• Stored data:
▬▬▬▬▬▬
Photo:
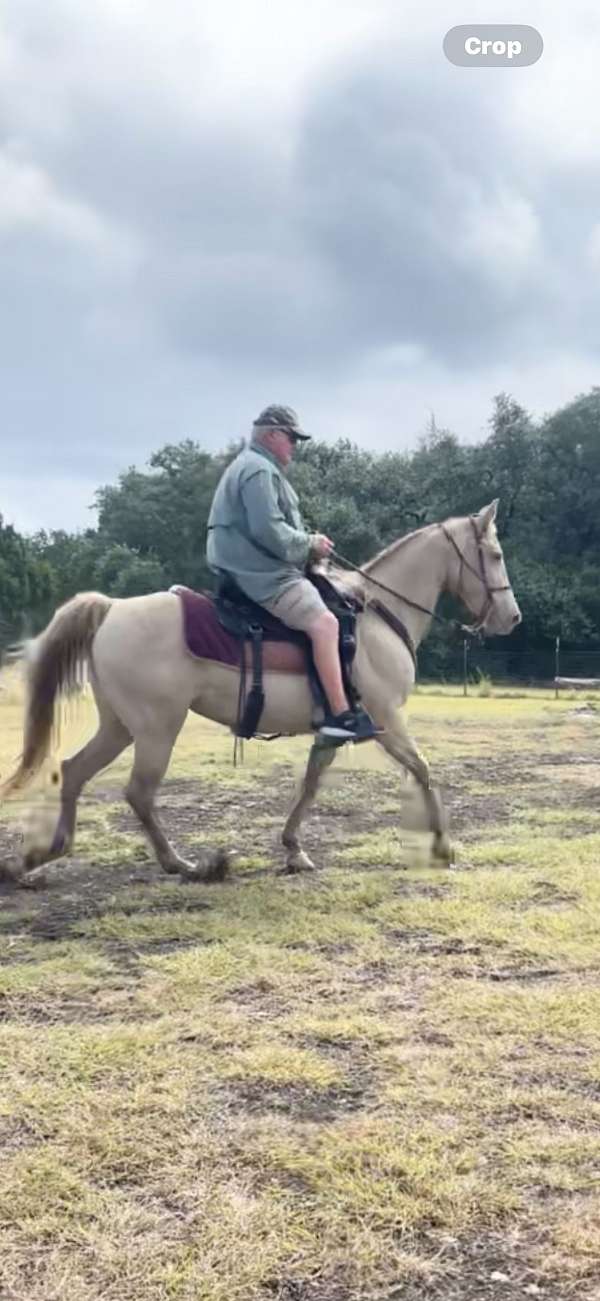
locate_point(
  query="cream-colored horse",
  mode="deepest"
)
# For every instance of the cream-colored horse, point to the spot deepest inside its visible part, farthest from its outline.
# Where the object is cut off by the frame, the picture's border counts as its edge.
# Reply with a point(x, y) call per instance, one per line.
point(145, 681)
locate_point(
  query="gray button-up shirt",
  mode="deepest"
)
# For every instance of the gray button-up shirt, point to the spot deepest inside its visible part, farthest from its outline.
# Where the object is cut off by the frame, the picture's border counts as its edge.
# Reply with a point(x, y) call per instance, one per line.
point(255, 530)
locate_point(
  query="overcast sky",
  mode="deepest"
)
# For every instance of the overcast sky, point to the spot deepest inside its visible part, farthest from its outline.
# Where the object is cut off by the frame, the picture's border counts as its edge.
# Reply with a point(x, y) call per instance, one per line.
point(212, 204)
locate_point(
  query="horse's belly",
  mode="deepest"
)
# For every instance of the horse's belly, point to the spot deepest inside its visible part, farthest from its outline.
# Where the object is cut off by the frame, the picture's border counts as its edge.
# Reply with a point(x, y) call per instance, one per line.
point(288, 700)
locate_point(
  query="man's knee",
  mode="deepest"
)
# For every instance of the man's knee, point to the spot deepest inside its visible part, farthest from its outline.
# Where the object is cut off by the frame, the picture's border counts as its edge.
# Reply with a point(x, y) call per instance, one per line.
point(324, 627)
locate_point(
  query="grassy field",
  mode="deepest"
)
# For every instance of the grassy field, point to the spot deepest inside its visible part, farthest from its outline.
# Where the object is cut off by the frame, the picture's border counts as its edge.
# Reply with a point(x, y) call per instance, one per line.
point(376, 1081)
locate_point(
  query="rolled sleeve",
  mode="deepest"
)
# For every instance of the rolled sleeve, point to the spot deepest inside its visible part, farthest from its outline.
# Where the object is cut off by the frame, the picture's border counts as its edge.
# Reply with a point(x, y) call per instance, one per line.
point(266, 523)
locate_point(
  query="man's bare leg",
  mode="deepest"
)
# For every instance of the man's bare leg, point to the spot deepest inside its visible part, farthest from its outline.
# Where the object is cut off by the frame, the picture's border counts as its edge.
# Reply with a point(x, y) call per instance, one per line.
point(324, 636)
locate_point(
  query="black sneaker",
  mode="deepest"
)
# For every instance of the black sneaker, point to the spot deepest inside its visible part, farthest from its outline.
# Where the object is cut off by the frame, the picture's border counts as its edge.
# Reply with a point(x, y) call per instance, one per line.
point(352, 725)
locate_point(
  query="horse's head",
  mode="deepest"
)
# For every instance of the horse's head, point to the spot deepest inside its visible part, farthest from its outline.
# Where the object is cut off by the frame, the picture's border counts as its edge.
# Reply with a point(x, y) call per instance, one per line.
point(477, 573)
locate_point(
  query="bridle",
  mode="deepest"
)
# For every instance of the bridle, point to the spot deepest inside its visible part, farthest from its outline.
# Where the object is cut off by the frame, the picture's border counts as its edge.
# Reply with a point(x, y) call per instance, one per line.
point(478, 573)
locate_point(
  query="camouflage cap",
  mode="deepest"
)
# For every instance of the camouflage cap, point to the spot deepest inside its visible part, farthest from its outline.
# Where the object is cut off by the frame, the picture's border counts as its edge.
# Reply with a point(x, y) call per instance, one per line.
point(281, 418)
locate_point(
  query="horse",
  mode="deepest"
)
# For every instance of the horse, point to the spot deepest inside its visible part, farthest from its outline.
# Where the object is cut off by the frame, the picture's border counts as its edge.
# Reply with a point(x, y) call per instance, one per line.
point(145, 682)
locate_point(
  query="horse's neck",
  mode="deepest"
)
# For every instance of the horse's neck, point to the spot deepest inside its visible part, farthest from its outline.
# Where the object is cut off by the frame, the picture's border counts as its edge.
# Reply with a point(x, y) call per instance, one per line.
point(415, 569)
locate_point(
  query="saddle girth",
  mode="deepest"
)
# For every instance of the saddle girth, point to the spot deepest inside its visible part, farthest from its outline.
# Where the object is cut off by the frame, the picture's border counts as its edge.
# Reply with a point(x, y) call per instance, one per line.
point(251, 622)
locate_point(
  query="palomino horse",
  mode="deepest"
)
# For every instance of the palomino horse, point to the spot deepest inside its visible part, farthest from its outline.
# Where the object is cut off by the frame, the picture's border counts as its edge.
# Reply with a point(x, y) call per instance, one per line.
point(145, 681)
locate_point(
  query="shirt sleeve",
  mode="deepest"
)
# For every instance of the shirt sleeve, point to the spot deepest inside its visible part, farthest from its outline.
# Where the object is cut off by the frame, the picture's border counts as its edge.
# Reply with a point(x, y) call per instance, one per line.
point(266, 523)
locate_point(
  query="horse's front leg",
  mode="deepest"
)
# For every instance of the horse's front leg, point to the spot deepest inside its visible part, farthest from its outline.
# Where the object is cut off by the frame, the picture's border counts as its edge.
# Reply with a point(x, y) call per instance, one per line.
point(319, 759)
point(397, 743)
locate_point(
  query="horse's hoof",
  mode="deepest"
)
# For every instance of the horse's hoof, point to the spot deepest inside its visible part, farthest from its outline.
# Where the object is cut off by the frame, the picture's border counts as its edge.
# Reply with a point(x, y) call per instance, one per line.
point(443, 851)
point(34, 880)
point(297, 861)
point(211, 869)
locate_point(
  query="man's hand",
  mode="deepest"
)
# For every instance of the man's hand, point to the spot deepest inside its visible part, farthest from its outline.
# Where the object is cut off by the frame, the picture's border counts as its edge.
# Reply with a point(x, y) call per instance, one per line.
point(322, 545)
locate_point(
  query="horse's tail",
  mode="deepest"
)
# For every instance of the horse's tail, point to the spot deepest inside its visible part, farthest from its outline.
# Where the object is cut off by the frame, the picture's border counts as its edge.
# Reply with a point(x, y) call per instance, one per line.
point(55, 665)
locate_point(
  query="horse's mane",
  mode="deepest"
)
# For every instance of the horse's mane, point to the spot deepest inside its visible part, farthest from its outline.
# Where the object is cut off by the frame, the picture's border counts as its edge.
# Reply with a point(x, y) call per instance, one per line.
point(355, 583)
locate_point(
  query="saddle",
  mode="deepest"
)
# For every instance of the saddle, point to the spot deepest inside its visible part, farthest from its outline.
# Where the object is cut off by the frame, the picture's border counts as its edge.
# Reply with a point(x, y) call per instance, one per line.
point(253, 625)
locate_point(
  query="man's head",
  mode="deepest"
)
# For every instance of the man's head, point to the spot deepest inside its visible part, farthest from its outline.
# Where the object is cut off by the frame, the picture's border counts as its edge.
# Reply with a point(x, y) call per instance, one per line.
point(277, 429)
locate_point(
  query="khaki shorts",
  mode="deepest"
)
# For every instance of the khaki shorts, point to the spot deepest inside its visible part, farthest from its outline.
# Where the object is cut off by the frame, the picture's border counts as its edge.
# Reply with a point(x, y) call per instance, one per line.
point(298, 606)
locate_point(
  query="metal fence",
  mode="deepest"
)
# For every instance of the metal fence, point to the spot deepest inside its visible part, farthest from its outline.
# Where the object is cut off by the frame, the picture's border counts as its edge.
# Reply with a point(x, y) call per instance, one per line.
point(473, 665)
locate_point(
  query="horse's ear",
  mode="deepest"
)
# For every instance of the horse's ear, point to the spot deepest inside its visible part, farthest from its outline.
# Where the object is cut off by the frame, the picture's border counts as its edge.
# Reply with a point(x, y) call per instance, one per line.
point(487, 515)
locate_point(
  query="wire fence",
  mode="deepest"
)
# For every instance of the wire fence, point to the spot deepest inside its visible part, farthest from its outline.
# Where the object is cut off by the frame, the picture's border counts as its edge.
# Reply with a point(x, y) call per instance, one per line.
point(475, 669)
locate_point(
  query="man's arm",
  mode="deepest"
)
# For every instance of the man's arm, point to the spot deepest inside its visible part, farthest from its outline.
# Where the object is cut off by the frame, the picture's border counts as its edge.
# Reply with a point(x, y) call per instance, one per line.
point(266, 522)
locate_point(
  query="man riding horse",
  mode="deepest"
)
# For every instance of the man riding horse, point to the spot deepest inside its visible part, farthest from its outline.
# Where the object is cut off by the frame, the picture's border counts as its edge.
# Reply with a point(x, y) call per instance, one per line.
▬▬▬▬▬▬
Change "cream-colored" to "chestnut" in the data from its start up to and including the line with "# For every instance of the cream-colored", keeping everything else the same. Leave the picture out of your answer.

• SOLUTION TO THIS EXERCISE:
Photo:
locate_point(
  query="chestnut horse",
  mode="deepest"
)
# For every instance of the chestnut horse, point to the spot deepest inside its visible part, farthest from its outline.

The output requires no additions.